**LESETEXT**

Europäer werden trotz Schuldenkrise reicher
New York (dpa) - Trotz der weiterhin brodelnden Schuldenkrise sind die Menschen in Westeuropa reicher geworden. Das zumindest hat die Beratungsgesellschaft Boston Consulting in ihrer jährlichen Studie „Global Wealth“ errechnet.
Demnach wuchs das Privatvermögen in der Region im vergangenen Jahr um 5,2 Prozent auf 35,8 Billionen Dollar oder nach heutigen Wechselkursen umgerechnet 27,7 Billionen Euro.
„Das kommt vor allem durch die gut laufenden Aktienmärkte“, sagte Experte Daniel Kessler bei der Vorstellung der Studie am Donnerstag in New York. Noch im Jahr 2011 hatten die Märkte und damit die Privatvermögen merklich unter den Wirren der Schuldenkrise gelitten.
Nun aber ist Entspannung angesagt. Dadurch stieg auch die Zahl der Millionärshaushalte im vergangenen Jahr. Boston Consulting zählte alleine in Deutschland 362 000, die mindestens 1 Million Dollar zum Investieren zur Verfügung haben. Im Jahr 2011 waren es auf vergleichbarer Basis erst 331 000. Deutschland belegt damit unter den Nationen den siebten Rang.
In Europa gibt es nur in Großbritannien und der Schweiz mehr Millionärshaushalte mit 509 000 beziehungsweise 395 000. Die meisten Millionäre gibt es der Studie zufolge allerdings weiterhin in den USA (5,9 Millionen), Japan (1,5 Millionen) sowie China (1,3 Millionen).

**Gespeicherte Dateneinträge**
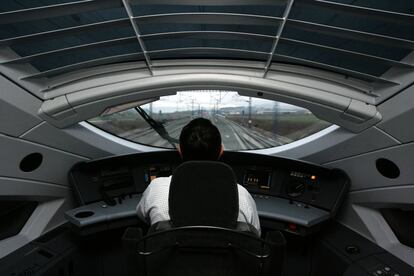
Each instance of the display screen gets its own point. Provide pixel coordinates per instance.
(257, 179)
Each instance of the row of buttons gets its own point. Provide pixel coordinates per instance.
(260, 196)
(385, 271)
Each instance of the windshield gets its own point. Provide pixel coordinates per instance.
(245, 123)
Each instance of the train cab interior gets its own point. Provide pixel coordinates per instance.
(314, 101)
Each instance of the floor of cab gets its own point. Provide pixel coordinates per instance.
(62, 252)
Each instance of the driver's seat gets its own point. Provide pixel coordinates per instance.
(202, 237)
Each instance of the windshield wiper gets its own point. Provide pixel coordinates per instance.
(157, 126)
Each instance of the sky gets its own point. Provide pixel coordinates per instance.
(207, 99)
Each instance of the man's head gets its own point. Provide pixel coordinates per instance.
(200, 140)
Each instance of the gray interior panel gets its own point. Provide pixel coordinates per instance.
(362, 215)
(363, 172)
(53, 200)
(368, 140)
(18, 109)
(63, 141)
(398, 115)
(53, 169)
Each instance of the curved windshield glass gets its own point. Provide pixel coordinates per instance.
(245, 123)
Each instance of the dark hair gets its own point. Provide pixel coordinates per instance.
(200, 140)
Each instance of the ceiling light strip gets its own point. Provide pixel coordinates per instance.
(340, 70)
(352, 34)
(207, 49)
(382, 15)
(85, 64)
(277, 37)
(348, 52)
(105, 43)
(64, 31)
(137, 33)
(49, 11)
(208, 18)
(206, 34)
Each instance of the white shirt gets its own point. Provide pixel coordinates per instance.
(153, 206)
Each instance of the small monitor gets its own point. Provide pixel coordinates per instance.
(259, 179)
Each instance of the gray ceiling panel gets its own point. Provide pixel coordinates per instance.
(361, 39)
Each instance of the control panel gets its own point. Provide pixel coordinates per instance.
(298, 196)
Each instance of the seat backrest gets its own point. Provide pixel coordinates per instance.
(203, 193)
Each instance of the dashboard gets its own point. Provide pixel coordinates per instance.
(290, 195)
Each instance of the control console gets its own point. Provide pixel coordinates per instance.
(290, 195)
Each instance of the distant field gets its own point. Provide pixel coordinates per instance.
(291, 125)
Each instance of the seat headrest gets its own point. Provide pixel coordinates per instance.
(203, 193)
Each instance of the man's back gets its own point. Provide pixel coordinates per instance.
(153, 206)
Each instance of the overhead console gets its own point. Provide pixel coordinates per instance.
(290, 195)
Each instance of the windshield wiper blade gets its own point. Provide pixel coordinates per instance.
(157, 126)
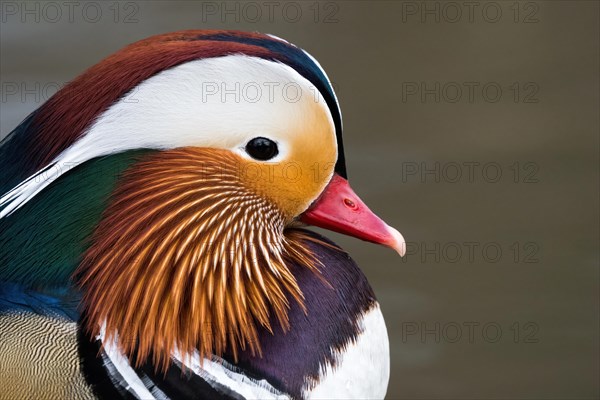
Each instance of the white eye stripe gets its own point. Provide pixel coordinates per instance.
(170, 110)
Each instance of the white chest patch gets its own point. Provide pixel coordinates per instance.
(363, 368)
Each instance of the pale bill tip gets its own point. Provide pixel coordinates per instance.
(397, 243)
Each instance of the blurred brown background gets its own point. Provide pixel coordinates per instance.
(473, 129)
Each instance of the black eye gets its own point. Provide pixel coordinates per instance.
(262, 149)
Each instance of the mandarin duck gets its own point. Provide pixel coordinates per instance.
(152, 235)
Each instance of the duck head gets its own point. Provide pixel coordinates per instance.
(235, 141)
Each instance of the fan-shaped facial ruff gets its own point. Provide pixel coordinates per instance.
(190, 254)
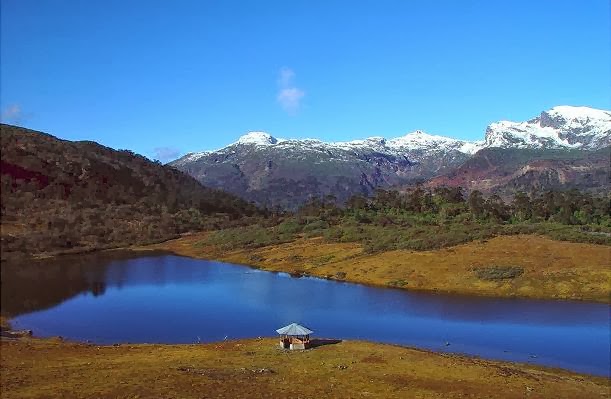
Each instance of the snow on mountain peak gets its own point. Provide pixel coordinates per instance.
(257, 138)
(560, 127)
(569, 112)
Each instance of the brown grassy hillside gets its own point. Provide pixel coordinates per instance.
(257, 369)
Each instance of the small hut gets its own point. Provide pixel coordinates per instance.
(294, 336)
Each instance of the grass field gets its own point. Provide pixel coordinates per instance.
(543, 268)
(256, 368)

**ZIEL DER AUFGABE**
Kopiere aus dem Text über das wachsende Privatvermögen der Europäer wortgetreu die Passage, die mit „Europäer werden trotz“ beginnt und sich bis einschließlich „27,7 Billionen Euro.“ erstreckt.

**LÖSUNG DER AUFGABE**
Europäer werden trotz Schuldenkrise reicher
New York (dpa) - Trotz der weiterhin brodelnden Schuldenkrise sind die Menschen in Westeuropa reicher geworden. Das zumindest hat die Beratungsgesellschaft Boston Consulting in ihrer jährlichen Studie „Global Wealth“ errechnet.
Demnach wuchs das Privatvermögen in der Region im vergangenen Jahr um 5,2 Prozent auf 35,8 Billionen Dollar oder nach heutigen Wechselkursen umgerechnet 27,7 Billionen Euro.